Excerpt provided:
%%
Nightly car-burnings have been going on for years in the otherwise relatively safe German capital but the number has recently surged, reaching 47 in the past three nights alone.
Mayor Klaus Wowereit said the attacks had once been politically motivated, targeting luxury cars in neighborhoods such as Friedrichshain and Kreuzberg where there are active youth scenes linked to anarchists and the far left.
"But the latest incidents are different. The fires are being lit across the area," he said.
German media have speculated the arsonists might be from the far right or left, or possibly just youths out for a thrill, raising concern that Germany might suffer violence similar to the riots seen in London and other British cities this month.
But Wowereit, who is seeking re-election in September, said the burnings had "nothing to do with" the British riots.
Already more than 130 cars have been engulfed in flames this year, similar to the annual totals since the phenomenon appeared in 2007. But Berlin police are at a loss to profile the arsonists or explain their motives.
Dieter Wiefelspuetz, member of parliament and crime expert for the center-left Social Democrats who govern Berlin, called the attacks "a precursor to terrorism." He recalled that the far-left Red Army Faction active in the 1970s and '80s began with arson and before resorting to bombings and assassinations.
RAF founder Ulrike Meinhof once said: "If one sets a car on fire, that is a criminal offence. If one sets hundreds of cars on fire, that is political action."
RANDOM TARGETS
But the president of the German police trade union, Bernhard Witthaut, warned against reading too much into the arsonists' motives, saying this could encourage copy-cat crime.
%%
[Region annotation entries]
%%
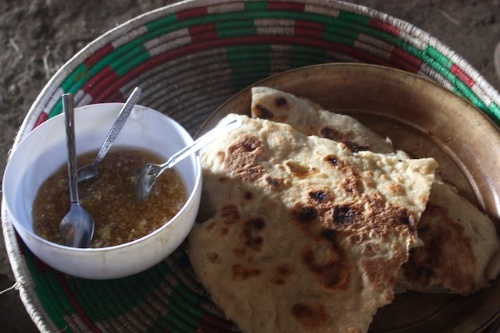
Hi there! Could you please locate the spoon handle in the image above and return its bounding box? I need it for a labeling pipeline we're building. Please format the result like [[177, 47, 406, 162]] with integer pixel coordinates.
[[161, 118, 242, 171], [62, 94, 79, 204], [92, 87, 142, 165]]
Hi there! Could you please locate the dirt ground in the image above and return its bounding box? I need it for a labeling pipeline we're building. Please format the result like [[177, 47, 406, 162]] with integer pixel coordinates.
[[0, 0, 500, 333]]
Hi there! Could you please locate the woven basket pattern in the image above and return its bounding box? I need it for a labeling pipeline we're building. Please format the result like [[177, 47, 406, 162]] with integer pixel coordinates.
[[2, 0, 500, 332]]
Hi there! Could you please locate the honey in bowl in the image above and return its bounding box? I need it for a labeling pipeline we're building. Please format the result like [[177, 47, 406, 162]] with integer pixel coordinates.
[[32, 147, 187, 248]]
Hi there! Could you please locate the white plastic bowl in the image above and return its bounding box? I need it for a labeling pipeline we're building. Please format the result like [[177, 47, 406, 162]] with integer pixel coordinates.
[[3, 103, 201, 279]]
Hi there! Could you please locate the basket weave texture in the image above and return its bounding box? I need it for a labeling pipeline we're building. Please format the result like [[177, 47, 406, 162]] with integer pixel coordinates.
[[2, 0, 500, 332]]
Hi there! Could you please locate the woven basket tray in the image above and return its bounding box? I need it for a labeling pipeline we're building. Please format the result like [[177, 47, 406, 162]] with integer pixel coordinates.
[[2, 0, 500, 332]]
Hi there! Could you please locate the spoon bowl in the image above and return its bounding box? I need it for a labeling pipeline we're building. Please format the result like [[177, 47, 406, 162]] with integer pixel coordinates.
[[77, 87, 142, 183], [59, 94, 94, 247], [136, 118, 241, 201]]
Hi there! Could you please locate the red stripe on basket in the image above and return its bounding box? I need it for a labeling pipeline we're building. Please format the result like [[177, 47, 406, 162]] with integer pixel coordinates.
[[267, 1, 306, 12], [83, 43, 115, 67], [33, 112, 49, 129], [189, 23, 217, 43], [198, 313, 235, 333], [450, 65, 476, 88], [369, 19, 401, 37], [390, 47, 422, 73], [56, 272, 101, 333], [294, 20, 325, 39], [92, 35, 396, 103], [176, 7, 208, 21], [82, 66, 119, 100]]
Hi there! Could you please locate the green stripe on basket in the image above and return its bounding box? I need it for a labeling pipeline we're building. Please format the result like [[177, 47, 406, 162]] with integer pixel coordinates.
[[289, 46, 328, 68], [423, 45, 453, 70], [226, 44, 271, 91], [244, 2, 267, 12], [61, 63, 88, 93], [111, 45, 151, 76], [338, 10, 371, 25], [145, 14, 177, 31], [215, 20, 257, 38], [24, 255, 72, 332]]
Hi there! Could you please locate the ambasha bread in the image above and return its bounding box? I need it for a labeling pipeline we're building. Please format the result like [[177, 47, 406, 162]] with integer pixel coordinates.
[[188, 115, 436, 333], [251, 87, 500, 295]]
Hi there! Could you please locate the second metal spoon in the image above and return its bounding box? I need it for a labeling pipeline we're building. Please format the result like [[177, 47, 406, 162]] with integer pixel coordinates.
[[59, 94, 94, 247], [78, 87, 142, 183], [135, 118, 242, 201]]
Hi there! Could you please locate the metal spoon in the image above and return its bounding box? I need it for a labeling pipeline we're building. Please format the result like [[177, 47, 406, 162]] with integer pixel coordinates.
[[136, 118, 242, 201], [59, 94, 94, 247], [78, 87, 142, 183]]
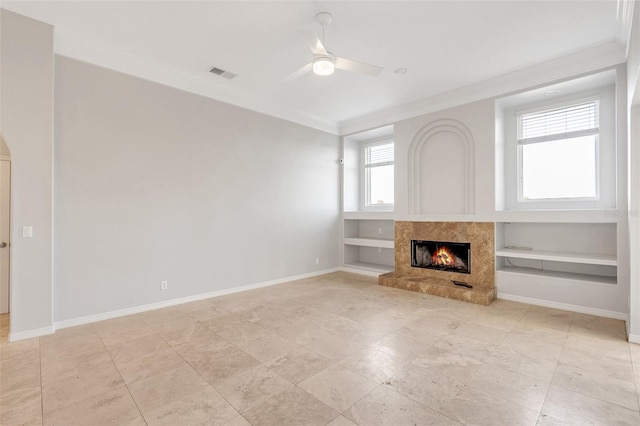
%%
Things to do:
1. According to the article on the Berlin car burnings, in what year did the phenomenon first appear?
2. From the article on the Berlin car burnings, extract the passage that begins at the words "German media have" and stops after the words "the British riots.".

Answer list:
1. 2007

2.
German media have speculated the arsonists might be from the far right or left, or possibly just youths out for a thrill, raising concern that Germany might suffer violence similar to the riots seen in London and other British cities this month.
But Wowereit, who is seeking re-election in September, said the burnings had "nothing to do with" the British riots.